**Source document**
# # # # #

MPs, stop trying to tout the demise of the secondary ticket market
The secondary market for buying tickets to gigs, music festivals, and sports events is in a mess.
Complaints about punters being ripped-off by ticket touts regularly attract critical publicity. Many promoters have taken to refusing entry to people if they believe that their tickets were obtained without their approval. Some events appear sold out within seconds, resulting in prices being driven up even higher.
Read more: MPs warn consumers against using ticket reseller Viagogo
In all of this, the consumer is bewildered about who can be believed or trusted. Internet platforms have made buying tickets for events much easier, but also riskier.
Now MPs are giving their opinions about this evolving market with a new report published by the Digital, Media, Culture and Sport Select Committee, which criticises online secondary sale sites like Viagogo and StubHub. But is this intervention just politicians enjoying more virtue signalling that makes them look and feel good, or a genuine move to reform the complex and competing rights of audiences, promoters, and ticket agencies?
Four decades ago, getting a ticket to see Liverpool at a European Cup Final or Led Zeppelin on their last UK tour meant either queuing in the bitter sleet and cold for what seemed like days, or knowing someone in the right place. The alternative was to take the risk of finding a tout outside the arena an hour or so before the doors opened.
Like taxi cabs, weekend accommodation, and any type of world food delivery, the internet has changed all that.
Ticketing platforms have opened up the market to consumers, so that we can find and attend events around the world, have reminders sent to us so we know when tickets become available, and purchase them from the comfort of an easy chair or while sipping a cocktail on the beach. This is a good thing.
The desire to limit the innovations now found in cab hire, apartment bookings and ticket purchases is drawn from the same well of political control. These are the same people that tried to halt the erection of masts for cellular networks and ban e-cigarettes despite the obvious health benefits compared to smoking tobacco.
The rush towards government intervention on such a basic trade is yet another example of our political masters’ craving to “do something” about an apparent wrong. All too often, this means heavy regulation that is disproportionate to the problem, based on evidence that is biased and one-sided.

# # # # #

**Check your understanding**
1. Copy the ticket market article word for word from "Now MPs are" to "the doors opened.".
2. Name the parties whose complex and competing rights the ticket market article mentions.
3. Continue the ticket market article from its last sentence.
The lines after this point are separate material, not part of the ticket market article.

**Provided material**
# # # # #

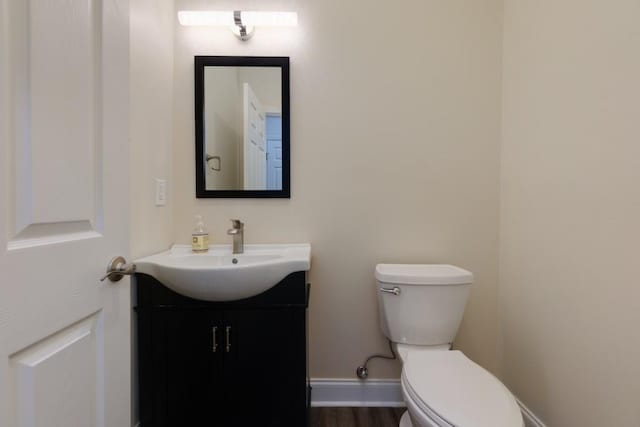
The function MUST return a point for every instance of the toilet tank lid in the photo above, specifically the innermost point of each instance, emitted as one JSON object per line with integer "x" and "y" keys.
{"x": 423, "y": 274}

# # # # #

**Task results**
1.
Now MPs are giving their opinions about this evolving market with a new report published by the Digital, Media, Culture and Sport Select Committee, which criticises online secondary sale sites like Viagogo and StubHub. But is this intervention just politicians enjoying more virtue signalling that makes them look and feel good, or a genuine move to reform the complex and competing rights of audiences, promoters, and ticket agencies?
Four decades ago, getting a ticket to see Liverpool at a European Cup Final or Led Zeppelin on their last UK tour meant either queuing in the bitter sleet and cold for what seemed like days, or knowing someone in the right place. The alternative was to take the risk of finding a tout outside the arena an hour or so before the doors opened.

2. Audiences, promoters, and ticket agencies.

3.
Ticket sale platforms are just that, platforms. They provide a means for those who own tickets – for whatever public events, cultural or sporting, commercial or charitable – to sell them on to those who wish to purchase them, with both parties operating in good faith. That means not just promoters – be it venues, impresarios or management companies – who are very powerful, but also individual purchasers and corporate entertainment businesses who wish to resell. Then there are the brokers (generally called touts) who are willing to take a large slice of risk by obtaining tickets that they might be unable to sell if they ask for too high a price.
Sharp practices and steep prices are not monopolised or necessarily the responsibility of ticket platforms. Tickets can be rationed by promoters (to drive prices up) or sold in blocks to corporate hospitality (who then release some through private sale). At every turn, it is for the consumer to decide if it is a price worth paying.
So long as the provenance and authenticity of the ticket can be shown to be robust, then it should not be for venues or artists – or politicians – to intervene on the price or its validity to gain entry.
To do otherwise is to break property rights and intervene in a fair exchange. Regulation must therefore have limits and apply to all sides of the bargain, not just ticket platforms that have made a name for themselves because they have trailblazed this evolving market. This may possibly upset some promoters and artists by reducing their ability to control the market to their own advantage.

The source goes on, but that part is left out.